[Point localization data]
--- --- ---
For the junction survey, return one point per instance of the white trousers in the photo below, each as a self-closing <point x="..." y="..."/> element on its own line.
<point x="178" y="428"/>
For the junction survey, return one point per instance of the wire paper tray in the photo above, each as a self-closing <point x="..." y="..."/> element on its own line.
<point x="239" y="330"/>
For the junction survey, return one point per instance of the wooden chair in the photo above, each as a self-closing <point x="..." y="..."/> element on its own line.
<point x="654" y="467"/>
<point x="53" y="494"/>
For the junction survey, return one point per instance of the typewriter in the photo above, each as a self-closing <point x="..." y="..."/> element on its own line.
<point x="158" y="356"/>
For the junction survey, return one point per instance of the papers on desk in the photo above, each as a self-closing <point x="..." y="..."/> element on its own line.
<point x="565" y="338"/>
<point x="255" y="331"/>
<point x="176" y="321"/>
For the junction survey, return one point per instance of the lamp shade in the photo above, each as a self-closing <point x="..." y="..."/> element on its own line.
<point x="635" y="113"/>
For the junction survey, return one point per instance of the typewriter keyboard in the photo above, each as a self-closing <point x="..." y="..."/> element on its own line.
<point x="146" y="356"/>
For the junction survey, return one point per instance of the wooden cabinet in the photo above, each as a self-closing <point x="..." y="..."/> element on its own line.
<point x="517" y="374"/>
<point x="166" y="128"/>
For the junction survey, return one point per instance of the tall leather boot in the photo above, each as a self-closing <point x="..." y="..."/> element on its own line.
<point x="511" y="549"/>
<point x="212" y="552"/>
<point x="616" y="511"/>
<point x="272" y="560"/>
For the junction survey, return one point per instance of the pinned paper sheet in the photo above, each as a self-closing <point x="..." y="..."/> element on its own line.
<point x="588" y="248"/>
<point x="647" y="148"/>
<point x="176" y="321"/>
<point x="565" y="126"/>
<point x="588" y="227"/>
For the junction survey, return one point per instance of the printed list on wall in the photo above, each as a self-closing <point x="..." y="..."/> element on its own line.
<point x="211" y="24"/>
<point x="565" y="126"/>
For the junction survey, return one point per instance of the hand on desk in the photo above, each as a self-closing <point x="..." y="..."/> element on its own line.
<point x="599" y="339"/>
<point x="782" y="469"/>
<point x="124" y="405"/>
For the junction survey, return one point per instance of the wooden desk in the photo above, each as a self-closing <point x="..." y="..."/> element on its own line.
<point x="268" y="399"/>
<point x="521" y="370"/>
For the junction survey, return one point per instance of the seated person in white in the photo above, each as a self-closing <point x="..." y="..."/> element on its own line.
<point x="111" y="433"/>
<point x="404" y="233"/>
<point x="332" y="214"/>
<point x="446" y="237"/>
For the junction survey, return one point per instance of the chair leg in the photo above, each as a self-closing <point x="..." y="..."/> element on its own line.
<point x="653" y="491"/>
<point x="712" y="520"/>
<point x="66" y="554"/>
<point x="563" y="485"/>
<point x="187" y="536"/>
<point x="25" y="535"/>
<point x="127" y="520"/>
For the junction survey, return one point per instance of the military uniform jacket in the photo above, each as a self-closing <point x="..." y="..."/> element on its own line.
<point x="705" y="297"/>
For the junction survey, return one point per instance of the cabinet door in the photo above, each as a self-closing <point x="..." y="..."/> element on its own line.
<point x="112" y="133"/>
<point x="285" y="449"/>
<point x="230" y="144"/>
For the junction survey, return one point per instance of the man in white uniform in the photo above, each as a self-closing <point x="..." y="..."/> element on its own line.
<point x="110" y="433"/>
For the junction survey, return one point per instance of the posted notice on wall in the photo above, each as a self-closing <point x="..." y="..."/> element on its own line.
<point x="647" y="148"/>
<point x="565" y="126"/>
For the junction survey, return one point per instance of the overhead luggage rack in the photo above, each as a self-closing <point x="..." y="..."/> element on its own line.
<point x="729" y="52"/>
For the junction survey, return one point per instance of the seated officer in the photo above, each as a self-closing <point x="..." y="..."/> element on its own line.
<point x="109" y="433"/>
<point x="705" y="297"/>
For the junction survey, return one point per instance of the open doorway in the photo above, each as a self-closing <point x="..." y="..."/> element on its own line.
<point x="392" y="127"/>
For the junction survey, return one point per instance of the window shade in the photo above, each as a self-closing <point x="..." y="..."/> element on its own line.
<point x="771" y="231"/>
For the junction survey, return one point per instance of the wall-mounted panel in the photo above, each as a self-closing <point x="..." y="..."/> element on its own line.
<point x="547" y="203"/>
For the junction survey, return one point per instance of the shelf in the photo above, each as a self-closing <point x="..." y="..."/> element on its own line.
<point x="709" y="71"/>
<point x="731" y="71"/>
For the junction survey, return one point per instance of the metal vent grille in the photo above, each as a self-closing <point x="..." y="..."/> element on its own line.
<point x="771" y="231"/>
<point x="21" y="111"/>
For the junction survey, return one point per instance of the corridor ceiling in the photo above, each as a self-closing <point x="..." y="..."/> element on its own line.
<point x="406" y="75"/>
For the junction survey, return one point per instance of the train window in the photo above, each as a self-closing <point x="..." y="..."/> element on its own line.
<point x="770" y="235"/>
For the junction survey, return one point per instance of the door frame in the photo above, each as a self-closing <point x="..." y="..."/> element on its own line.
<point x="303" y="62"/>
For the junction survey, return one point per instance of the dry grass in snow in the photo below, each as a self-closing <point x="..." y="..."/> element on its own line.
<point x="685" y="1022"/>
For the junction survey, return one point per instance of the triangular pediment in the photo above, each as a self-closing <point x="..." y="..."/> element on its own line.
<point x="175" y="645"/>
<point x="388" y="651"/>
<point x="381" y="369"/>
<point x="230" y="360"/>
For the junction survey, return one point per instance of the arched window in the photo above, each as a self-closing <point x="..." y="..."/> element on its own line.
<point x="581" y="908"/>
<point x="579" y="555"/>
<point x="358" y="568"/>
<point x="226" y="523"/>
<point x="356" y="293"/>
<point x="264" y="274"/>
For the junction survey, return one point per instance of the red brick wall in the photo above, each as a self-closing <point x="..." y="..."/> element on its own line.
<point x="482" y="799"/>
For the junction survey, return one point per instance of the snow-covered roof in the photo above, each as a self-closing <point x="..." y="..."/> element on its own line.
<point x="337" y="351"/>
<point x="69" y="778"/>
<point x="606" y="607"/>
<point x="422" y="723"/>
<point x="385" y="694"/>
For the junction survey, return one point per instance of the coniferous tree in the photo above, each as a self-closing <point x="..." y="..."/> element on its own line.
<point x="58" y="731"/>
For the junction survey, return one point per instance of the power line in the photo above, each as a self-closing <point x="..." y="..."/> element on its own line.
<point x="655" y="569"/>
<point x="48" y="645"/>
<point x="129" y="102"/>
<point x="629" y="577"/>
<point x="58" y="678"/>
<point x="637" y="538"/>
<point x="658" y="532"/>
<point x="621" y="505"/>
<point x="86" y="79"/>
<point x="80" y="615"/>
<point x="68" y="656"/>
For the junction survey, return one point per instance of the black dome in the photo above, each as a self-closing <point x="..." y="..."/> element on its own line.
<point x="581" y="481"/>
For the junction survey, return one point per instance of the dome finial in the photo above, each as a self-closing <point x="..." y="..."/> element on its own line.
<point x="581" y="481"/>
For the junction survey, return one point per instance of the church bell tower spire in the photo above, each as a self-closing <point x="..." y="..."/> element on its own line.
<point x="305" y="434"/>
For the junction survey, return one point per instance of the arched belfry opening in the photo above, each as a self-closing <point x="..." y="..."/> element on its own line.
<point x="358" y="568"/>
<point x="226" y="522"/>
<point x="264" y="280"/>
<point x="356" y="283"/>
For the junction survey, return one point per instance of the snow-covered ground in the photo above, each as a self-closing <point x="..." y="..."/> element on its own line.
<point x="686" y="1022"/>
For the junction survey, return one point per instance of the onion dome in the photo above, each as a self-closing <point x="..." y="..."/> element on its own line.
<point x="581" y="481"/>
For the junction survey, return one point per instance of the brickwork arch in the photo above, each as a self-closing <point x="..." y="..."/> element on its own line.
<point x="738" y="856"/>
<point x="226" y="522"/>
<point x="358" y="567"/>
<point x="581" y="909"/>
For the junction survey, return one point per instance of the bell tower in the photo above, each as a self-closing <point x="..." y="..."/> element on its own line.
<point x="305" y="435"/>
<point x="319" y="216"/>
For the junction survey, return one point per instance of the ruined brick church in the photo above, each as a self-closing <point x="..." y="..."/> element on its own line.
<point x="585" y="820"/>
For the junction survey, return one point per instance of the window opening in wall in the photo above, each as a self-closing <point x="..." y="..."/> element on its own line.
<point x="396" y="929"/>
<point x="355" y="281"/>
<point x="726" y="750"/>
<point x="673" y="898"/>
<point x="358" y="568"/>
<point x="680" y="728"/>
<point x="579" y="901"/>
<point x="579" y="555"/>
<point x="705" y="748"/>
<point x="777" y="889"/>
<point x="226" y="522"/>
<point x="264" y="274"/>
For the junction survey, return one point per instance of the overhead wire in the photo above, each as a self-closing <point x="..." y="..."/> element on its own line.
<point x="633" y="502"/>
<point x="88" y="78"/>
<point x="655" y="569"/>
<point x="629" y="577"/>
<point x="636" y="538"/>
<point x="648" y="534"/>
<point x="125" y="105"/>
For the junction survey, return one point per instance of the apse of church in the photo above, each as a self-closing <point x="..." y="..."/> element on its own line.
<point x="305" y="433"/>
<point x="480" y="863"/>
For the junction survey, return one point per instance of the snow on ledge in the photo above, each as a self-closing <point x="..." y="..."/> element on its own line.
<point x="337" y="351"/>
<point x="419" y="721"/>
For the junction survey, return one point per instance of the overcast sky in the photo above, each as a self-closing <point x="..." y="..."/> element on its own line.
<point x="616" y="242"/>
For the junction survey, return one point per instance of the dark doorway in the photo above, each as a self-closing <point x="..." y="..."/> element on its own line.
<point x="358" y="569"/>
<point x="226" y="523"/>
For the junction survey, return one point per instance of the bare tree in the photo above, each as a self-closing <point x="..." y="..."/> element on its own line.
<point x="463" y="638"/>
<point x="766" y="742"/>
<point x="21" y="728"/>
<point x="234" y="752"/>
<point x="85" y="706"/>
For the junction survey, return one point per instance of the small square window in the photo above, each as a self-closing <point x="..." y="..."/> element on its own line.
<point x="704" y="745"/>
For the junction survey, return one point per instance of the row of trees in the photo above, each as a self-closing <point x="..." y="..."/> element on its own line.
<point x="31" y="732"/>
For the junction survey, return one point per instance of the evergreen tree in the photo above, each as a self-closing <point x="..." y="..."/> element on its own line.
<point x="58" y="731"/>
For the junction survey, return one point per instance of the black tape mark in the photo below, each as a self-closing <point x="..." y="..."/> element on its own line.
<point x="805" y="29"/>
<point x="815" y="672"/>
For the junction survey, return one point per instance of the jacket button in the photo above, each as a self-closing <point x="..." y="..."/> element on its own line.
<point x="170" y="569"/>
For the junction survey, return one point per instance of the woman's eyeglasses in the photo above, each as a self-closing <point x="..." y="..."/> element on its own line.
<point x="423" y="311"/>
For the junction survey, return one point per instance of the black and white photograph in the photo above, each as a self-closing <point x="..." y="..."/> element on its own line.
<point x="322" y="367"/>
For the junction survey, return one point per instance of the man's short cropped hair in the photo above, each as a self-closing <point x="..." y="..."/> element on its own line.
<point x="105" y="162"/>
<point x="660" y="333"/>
--- --- ---
Exactly and exclusively, repeat the lines from the line that contains "row of trees" through the end of the records, both ends included.

● **ANSWER**
For the junction survey, return one point per instance of the row of trees in the photo above, each as a self-closing <point x="..." y="..."/> element on its own line.
<point x="31" y="732"/>
For the junction survey, return one point per instance of the evergreen tree in the photo above, each as a self-closing <point x="..." y="..."/> element on its own line.
<point x="58" y="731"/>
For the junction survey, return one point per instance of the black tape mark in the photo below, each as a self-closing <point x="..." y="..."/> element on its own line.
<point x="805" y="29"/>
<point x="815" y="672"/>
For the junction survey, return one point per instance of the jacket button in the photo above, each as a self-closing <point x="..." y="..."/> element on its own line.
<point x="170" y="569"/>
For the junction survey, return one point per instance of the woman's eyeglasses in the photo above, each as a self-closing <point x="..." y="..."/> element on its own line.
<point x="423" y="311"/>
For the junction survey, return one point per instance of the black and white photograph in the photo above, each as a self-closing <point x="..." y="..."/> element on its own line.
<point x="322" y="367"/>
For the junction survey, return one point per instance of the man's short cropped hair in the photo above, each as a self-closing <point x="..." y="..."/> element on its own line.
<point x="105" y="162"/>
<point x="660" y="333"/>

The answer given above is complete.